• What to produce:
Set down exactly the lines below between the line holding "Target: standing person" and the line holding "column 226, row 69", inclusive; no other line belongs in the answer.

• Records for this exercise:
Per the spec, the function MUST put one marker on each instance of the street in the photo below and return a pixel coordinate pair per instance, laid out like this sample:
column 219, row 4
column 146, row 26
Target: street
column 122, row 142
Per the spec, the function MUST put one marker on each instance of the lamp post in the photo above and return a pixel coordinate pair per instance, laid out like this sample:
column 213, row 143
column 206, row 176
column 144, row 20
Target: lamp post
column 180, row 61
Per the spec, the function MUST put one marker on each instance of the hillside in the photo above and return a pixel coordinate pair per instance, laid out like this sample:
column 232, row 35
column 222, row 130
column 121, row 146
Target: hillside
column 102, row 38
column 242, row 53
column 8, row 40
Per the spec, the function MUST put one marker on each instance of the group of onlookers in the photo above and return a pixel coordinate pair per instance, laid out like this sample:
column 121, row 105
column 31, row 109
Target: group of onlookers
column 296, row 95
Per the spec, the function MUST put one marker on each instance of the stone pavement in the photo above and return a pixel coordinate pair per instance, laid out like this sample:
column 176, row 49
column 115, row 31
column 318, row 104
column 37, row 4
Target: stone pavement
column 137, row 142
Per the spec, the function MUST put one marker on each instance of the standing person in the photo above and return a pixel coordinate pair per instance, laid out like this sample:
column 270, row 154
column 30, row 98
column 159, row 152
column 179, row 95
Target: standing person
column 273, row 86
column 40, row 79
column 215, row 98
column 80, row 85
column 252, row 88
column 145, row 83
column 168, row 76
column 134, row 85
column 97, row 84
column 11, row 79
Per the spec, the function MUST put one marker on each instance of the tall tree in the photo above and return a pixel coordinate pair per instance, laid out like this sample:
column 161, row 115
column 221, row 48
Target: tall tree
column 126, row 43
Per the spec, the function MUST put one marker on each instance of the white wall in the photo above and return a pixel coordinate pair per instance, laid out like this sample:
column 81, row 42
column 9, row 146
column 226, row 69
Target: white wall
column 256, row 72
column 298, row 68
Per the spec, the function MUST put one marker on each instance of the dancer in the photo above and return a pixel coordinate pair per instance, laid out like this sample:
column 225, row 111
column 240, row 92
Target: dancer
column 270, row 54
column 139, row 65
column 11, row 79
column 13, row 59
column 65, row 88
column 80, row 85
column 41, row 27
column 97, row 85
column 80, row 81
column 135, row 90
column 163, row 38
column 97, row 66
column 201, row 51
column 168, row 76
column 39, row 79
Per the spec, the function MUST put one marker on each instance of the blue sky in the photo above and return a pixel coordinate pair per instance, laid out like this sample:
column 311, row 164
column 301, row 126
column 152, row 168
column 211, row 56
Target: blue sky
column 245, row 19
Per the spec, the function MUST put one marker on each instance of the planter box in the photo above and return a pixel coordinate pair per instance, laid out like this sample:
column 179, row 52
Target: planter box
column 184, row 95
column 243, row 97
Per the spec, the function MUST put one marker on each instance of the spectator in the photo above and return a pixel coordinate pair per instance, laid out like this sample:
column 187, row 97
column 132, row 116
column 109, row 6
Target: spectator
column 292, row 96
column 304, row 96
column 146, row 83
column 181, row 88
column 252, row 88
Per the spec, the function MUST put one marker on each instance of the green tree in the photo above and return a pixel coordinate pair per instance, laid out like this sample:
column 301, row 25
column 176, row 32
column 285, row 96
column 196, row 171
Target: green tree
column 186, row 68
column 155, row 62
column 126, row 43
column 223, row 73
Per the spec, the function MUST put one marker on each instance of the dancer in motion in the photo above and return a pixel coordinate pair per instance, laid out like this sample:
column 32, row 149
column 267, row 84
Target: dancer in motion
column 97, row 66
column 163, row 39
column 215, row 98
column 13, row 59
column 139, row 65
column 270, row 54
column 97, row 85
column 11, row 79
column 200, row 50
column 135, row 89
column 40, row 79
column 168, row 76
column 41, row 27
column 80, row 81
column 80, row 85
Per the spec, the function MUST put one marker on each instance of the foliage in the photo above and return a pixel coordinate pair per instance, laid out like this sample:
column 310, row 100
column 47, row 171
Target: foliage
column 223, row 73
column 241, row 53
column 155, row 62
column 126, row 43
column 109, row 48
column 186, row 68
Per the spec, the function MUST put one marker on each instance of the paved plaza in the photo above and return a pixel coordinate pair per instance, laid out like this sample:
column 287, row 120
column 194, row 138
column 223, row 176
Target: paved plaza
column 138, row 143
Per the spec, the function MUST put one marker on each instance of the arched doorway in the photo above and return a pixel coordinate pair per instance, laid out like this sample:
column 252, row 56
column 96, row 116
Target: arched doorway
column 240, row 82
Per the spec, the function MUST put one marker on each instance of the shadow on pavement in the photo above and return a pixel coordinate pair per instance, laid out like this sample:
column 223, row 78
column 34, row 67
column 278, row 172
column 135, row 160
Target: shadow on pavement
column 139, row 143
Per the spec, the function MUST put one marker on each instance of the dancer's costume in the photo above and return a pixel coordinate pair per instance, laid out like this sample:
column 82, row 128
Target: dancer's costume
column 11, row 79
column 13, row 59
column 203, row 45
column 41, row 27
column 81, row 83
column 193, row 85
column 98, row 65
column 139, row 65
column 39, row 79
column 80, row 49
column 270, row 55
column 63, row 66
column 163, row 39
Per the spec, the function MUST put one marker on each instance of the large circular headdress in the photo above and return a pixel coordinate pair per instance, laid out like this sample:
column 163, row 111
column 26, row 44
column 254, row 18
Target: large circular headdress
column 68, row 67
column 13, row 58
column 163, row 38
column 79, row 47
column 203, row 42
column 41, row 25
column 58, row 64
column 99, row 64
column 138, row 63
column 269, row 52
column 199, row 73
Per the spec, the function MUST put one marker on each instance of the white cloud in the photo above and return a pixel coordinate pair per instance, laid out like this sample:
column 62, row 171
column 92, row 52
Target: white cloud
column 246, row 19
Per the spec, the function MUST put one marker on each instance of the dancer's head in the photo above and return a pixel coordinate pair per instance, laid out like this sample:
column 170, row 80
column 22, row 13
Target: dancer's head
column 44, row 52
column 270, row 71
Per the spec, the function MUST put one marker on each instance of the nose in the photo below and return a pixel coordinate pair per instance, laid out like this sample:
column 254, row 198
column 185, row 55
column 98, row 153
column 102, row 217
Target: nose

• Task result:
Target: standing person
column 273, row 86
column 40, row 79
column 215, row 98
column 80, row 85
column 252, row 88
column 145, row 83
column 168, row 76
column 134, row 85
column 97, row 84
column 11, row 79
Per the spec, the function MUST put one marker on each instance of the tall tree in the photo above and return a pixel coordinate pair per instance, laid out like this sample:
column 161, row 115
column 221, row 48
Target: tall tree
column 126, row 43
Per the spec, the function MUST put one marker on each instance of the white wall in the photo above and return a pixel coordinate pair per instance, laid out like this sample:
column 81, row 42
column 9, row 146
column 226, row 69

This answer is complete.